**Extracted text**.
════════════════════
So anyone near the back of the line at fairview, looks long as hell


----------



## Benito (Nov 17, 2007)

No way.


----------



## ntba (Jun 15, 2010)

About 300 people in line apple employees say enough for everyone


----------



## Benito (Nov 17, 2007)

The lineup is huge. It is almost reaching the Sears store at the other end of the mall now.


----------



## iphoneottawa (Apr 21, 2010)

Wow!


----------



## Ottawaman (Jan 16, 2005)

No pictures?


----------



## Benito (Nov 17, 2007)

Too lazy to post photos. This line is long, I'm bored and near the end of the line.


----------



## ntba (Jun 15, 2010)

Here you go, INSANE


----------



## Benito (Nov 17, 2007)

Still in line here. It is moving really slowly but i think I'll be getting a phone. An employee came along to count up the phones people wanted. It sounds like they will sell out today. I think they jist told new arrivals not to bother waiting.


----------



## Benito (Nov 17, 2007)

I finally gave up waiting. The line didn't move at all for over an hour. Despite the fact that they would have had enough phones to go around for me, near the end of the line 75% of the way back, I couldn't stand it anymore and gave up. At the slow rate of moving, it would have been near closing before we even got into the store.


----------



## Balanced Living (Jul 28, 2010)

went to fairview at 11:45 huge line at apple and only 15 at the rogers store around the corner, Butttt they ran out with only 1 person to go in line


----------



## used to be jwoodget (Aug 22, 2002)

See the guy with a Windows logo on his white T-shirt? I thought it was only Apple "cultists" who stand in line according to the press.....



ntba said:


> Here you go, INSANE


----------



## jakey (Jul 8, 2008)

lol @ Windows t-shirt guy. 

Yeah, I got there around 3:30pm (after work), confirmed Fido store had none, went upstairs to check out the line, saw the above, and GTFO. UGH. I hate malls. This is my nightmare.

I'll wait a few days, thanks.


----------



## ntba (Jun 15, 2010)

We had to brave a 15 hour line up and terrible service! No organization. Apple employees usually taking strolls and doing nothing while people were getting worse and worse. I got my iPhone after 15 hours in line. And for those who saw my quite loud "salute" to the fairview mall apple store I apologize since I had to get it out somehow. I did thank the apple employees as I left though!


----------
════════════════════
**Recorded data**.
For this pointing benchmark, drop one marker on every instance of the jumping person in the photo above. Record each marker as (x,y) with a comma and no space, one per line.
════════════════════
**Problems to solve**.
a. Repeat the forum thread about the Fairview mall line word for word, from "lol @ Windows" up to and including "I left though!".
b. In the forum thread about the Fairview mall line, how many hours did ntba spend in line before getting an iPhone?

**Answer list**.
a.
lol @ Windows t-shirt guy. 

Yeah, I got there around 3:30pm (after work), confirmed Fido store had none, went upstairs to check out the line, saw the above, and GTFO. UGH. I hate malls. This is my nightmare.

I'll wait a few days, thanks.


----------



## ntba (Jun 15, 2010)

We had to brave a 15 hour line up and terrible service! No organization. Apple employees usually taking strolls and doing nothing while people were getting worse and worse. I got my iPhone after 15 hours in line. And for those who saw my quite loud "salute" to the fairview mall apple store I apologize since I had to get it out somehow. I did thank the apple employees as I left though!

b. 15 hours.